- _PROBLEM TO SOLVE_
Your answer should be the lines from the start of the records through the line with "Target: alpine meadow", copied word for word.

══ PROVIDED RECORDS

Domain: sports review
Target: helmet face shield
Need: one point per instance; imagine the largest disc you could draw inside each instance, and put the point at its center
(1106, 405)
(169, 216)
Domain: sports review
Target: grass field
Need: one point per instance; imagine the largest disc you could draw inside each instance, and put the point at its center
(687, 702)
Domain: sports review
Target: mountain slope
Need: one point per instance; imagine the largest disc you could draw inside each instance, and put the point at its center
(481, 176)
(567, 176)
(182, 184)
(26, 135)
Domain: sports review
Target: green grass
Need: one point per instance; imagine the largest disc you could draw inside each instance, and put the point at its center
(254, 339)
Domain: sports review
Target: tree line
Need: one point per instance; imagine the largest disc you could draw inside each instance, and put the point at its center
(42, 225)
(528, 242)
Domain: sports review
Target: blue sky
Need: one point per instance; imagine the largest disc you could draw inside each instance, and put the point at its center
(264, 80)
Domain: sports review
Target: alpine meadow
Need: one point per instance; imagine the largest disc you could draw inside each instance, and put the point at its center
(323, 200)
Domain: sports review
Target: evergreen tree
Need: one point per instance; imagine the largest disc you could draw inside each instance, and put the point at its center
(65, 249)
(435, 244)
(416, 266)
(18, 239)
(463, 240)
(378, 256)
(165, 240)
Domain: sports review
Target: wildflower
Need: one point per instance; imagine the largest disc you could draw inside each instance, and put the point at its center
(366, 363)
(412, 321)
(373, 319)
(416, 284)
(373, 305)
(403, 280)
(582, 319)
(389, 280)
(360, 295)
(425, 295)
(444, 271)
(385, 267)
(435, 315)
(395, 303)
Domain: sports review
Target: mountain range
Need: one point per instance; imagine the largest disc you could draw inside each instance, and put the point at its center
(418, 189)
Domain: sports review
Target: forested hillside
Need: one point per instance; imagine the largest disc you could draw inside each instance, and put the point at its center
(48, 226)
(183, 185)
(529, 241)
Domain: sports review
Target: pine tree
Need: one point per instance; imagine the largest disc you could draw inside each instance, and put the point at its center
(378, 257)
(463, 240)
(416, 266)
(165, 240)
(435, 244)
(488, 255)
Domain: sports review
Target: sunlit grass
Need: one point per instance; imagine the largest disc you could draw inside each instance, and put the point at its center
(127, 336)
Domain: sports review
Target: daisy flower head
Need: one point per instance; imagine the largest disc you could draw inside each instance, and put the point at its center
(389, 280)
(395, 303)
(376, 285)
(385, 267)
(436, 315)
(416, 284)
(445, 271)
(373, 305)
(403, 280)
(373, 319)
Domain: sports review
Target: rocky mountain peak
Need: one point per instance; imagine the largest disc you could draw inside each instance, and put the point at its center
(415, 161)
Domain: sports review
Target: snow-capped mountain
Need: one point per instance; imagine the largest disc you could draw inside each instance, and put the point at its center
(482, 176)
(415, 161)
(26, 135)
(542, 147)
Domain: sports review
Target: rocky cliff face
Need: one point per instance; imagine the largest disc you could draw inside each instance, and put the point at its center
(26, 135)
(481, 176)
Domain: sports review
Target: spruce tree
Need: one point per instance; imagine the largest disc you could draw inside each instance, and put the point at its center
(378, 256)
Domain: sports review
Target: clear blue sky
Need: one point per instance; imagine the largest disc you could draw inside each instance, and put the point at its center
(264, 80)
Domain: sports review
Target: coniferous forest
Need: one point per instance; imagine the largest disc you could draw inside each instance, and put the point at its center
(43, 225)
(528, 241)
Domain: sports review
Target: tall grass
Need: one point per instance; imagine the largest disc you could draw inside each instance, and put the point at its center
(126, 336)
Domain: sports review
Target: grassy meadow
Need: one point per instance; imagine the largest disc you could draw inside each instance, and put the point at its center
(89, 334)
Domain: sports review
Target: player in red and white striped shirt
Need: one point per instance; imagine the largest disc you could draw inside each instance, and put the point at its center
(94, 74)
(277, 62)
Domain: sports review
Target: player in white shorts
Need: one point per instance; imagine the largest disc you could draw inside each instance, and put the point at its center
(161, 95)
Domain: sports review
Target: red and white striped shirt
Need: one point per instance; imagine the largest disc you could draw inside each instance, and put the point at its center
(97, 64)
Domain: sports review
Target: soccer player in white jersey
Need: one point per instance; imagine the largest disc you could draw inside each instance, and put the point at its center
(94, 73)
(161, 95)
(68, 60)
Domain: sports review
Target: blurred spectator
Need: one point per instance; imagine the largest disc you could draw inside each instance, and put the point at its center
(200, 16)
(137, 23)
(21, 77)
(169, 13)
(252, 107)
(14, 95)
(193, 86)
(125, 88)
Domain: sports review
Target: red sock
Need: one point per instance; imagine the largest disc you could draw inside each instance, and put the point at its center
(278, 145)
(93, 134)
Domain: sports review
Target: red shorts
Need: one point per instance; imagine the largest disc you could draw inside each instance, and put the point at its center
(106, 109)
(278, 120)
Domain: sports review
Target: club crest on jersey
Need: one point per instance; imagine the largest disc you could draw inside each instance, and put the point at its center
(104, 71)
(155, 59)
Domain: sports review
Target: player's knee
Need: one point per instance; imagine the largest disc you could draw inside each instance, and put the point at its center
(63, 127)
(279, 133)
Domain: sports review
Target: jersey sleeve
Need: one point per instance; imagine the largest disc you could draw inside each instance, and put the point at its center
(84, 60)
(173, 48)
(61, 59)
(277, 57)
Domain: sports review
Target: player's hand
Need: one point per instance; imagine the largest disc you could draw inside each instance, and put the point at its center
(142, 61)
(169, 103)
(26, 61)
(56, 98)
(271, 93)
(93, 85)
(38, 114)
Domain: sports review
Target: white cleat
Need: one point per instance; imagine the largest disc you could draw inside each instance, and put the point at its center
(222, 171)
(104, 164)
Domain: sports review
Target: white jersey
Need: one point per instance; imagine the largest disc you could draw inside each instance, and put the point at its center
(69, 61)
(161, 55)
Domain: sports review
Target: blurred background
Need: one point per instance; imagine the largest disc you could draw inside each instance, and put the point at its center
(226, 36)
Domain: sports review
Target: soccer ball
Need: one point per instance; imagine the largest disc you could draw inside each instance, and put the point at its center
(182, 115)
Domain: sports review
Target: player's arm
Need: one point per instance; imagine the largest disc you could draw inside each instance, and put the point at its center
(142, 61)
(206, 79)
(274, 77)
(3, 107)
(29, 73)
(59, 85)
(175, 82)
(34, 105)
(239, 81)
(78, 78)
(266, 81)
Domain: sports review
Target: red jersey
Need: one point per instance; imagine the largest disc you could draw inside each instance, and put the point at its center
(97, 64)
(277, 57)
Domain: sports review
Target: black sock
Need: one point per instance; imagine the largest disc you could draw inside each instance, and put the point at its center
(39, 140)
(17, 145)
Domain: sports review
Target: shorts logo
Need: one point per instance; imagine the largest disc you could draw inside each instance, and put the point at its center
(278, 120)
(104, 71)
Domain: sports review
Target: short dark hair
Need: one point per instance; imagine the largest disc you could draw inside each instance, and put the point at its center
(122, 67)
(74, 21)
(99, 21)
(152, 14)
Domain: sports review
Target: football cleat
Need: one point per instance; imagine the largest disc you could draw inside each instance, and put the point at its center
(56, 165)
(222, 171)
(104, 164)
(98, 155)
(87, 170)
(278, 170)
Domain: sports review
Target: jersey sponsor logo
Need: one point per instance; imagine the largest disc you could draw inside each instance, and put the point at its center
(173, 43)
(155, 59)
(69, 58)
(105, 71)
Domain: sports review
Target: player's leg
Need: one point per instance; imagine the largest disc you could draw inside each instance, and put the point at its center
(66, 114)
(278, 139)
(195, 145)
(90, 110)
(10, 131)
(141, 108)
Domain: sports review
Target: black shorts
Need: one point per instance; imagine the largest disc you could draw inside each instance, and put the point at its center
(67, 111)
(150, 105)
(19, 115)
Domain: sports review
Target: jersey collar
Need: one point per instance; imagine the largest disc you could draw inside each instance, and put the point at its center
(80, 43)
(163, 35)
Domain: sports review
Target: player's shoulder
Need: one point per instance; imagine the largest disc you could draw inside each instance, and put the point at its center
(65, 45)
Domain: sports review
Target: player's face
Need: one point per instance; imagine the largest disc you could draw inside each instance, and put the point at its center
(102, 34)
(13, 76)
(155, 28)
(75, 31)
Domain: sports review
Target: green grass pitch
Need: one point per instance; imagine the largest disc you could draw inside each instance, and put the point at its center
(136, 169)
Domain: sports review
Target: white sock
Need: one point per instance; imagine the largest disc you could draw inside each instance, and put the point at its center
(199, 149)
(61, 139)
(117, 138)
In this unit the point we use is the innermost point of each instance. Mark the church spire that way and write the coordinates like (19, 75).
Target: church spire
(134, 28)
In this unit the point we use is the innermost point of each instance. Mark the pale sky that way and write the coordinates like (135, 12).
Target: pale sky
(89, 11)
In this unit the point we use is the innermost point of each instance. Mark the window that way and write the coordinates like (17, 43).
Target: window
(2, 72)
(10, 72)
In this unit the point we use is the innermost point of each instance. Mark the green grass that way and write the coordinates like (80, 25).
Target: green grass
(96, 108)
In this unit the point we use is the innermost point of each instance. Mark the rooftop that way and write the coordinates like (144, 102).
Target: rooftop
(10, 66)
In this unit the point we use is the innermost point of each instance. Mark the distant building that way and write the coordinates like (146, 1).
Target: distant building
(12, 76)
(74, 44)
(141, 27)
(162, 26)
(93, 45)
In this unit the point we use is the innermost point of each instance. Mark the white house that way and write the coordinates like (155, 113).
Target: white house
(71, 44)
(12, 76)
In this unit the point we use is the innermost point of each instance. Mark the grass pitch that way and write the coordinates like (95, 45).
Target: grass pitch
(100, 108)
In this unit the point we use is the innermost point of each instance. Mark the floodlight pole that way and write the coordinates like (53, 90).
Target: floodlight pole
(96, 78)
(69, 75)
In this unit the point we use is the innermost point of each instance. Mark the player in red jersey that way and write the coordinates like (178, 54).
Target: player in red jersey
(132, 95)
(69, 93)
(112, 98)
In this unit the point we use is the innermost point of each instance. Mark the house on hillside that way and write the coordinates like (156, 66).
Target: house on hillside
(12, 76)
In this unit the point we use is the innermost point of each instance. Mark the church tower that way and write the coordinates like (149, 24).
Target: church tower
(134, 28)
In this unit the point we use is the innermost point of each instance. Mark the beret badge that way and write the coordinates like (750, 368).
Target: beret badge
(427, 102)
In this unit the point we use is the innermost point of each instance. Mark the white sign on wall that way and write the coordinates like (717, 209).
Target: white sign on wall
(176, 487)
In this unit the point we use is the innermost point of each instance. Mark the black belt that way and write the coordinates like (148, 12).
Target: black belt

════

- _WRITTEN ANSWER_
Domain: sports review
Target: helmet face shield
Need: one point per instance; imagine the largest disc you could draw inside each instance, and put the point at its center
(1106, 405)
(169, 216)
Domain: sports review
Target: grass field
Need: one point per instance; imagine the largest disc you could draw inside each instance, and put the point at its center
(687, 702)
Domain: sports review
Target: mountain slope
Need: one point per instance; imagine the largest disc you could draw inside each instance, and put the point at its center
(481, 176)
(567, 176)
(182, 184)
(26, 135)
Domain: sports review
Target: green grass
Need: one point per instance; imagine the largest disc you could draw inside each instance, and put the point at its center
(254, 339)
Domain: sports review
Target: tree line
Need: one point per instance; imagine the largest disc you could draw inside each instance, and put the point at its center
(42, 225)
(528, 242)
Domain: sports review
Target: blue sky
Need: one point per instance; imagine the largest disc you could draw inside each instance, and put the point at its center
(264, 80)
Domain: sports review
Target: alpine meadow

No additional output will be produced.